→ The task: List every line in the rows below that contains the string "dark", copying each one in full. Case counts.

→ Data supplied:
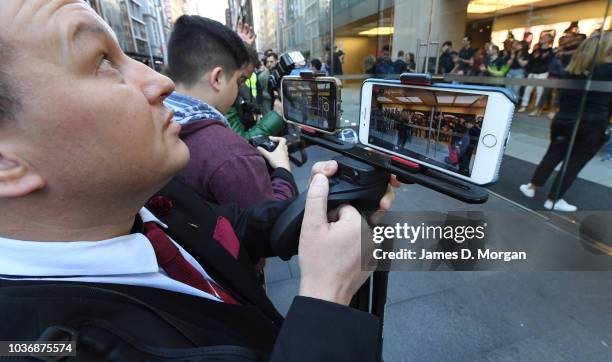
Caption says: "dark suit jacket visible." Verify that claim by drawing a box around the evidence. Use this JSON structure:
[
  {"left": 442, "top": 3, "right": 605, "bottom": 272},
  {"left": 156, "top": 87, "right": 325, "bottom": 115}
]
[{"left": 0, "top": 181, "right": 380, "bottom": 361}]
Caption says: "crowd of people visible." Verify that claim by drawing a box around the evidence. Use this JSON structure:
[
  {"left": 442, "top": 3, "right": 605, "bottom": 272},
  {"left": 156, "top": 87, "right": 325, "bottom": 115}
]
[
  {"left": 438, "top": 22, "right": 586, "bottom": 119},
  {"left": 371, "top": 107, "right": 483, "bottom": 175}
]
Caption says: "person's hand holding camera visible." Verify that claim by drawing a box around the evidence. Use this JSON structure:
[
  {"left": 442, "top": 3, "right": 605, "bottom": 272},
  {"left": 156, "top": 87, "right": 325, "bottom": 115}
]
[
  {"left": 274, "top": 98, "right": 283, "bottom": 115},
  {"left": 257, "top": 136, "right": 291, "bottom": 172},
  {"left": 298, "top": 161, "right": 398, "bottom": 305}
]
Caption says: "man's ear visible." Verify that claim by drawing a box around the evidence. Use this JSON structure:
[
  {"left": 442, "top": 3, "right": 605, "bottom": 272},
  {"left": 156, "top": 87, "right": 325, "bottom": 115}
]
[
  {"left": 208, "top": 67, "right": 226, "bottom": 92},
  {"left": 0, "top": 154, "right": 47, "bottom": 198}
]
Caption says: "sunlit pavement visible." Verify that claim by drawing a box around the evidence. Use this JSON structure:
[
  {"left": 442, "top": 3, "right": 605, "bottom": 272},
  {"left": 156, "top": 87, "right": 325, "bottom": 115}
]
[{"left": 266, "top": 148, "right": 612, "bottom": 361}]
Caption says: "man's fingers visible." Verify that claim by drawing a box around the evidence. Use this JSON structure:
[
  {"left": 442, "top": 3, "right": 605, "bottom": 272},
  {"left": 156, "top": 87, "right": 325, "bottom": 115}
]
[
  {"left": 269, "top": 136, "right": 287, "bottom": 146},
  {"left": 338, "top": 204, "right": 361, "bottom": 222},
  {"left": 310, "top": 160, "right": 338, "bottom": 179},
  {"left": 389, "top": 175, "right": 402, "bottom": 187},
  {"left": 378, "top": 184, "right": 395, "bottom": 211},
  {"left": 257, "top": 147, "right": 270, "bottom": 156},
  {"left": 303, "top": 173, "right": 329, "bottom": 226}
]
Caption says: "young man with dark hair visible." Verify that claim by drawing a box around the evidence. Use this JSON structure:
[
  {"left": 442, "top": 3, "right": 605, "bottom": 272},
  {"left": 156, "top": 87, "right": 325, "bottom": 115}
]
[
  {"left": 0, "top": 0, "right": 400, "bottom": 361},
  {"left": 310, "top": 58, "right": 323, "bottom": 72},
  {"left": 453, "top": 35, "right": 476, "bottom": 75},
  {"left": 165, "top": 15, "right": 298, "bottom": 207},
  {"left": 393, "top": 50, "right": 408, "bottom": 74},
  {"left": 374, "top": 45, "right": 395, "bottom": 75},
  {"left": 438, "top": 40, "right": 457, "bottom": 74},
  {"left": 257, "top": 49, "right": 278, "bottom": 114}
]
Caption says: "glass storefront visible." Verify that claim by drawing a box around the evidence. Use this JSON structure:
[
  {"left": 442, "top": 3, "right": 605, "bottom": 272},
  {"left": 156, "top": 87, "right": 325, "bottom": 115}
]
[{"left": 276, "top": 0, "right": 612, "bottom": 220}]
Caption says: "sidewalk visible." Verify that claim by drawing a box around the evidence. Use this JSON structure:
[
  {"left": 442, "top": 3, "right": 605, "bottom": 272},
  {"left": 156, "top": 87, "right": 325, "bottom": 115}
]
[{"left": 266, "top": 147, "right": 612, "bottom": 361}]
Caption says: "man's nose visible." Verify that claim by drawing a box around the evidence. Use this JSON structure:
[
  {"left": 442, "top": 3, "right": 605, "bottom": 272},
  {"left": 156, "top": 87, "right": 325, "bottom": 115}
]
[{"left": 142, "top": 68, "right": 175, "bottom": 104}]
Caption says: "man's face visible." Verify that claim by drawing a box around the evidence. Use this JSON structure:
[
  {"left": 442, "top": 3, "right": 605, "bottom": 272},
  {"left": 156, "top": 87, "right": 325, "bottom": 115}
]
[
  {"left": 0, "top": 0, "right": 189, "bottom": 200},
  {"left": 266, "top": 56, "right": 277, "bottom": 70},
  {"left": 217, "top": 65, "right": 243, "bottom": 114}
]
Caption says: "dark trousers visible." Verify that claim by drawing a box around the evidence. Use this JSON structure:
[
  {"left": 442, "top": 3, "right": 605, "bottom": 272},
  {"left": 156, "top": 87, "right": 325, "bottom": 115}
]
[{"left": 531, "top": 121, "right": 606, "bottom": 200}]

→ Task output:
Caption says: "dark suit jacket visible." Verify that claim by drawing a box around the evidence. Use this JSON structure:
Caption says: "young man with dark hair visible." Verify that claim by drawing a box around the evidence. Use this JSON structure:
Caption says: "dark trousers visible." Verify that claim by drawing a box around the evidence. Use this JSON structure:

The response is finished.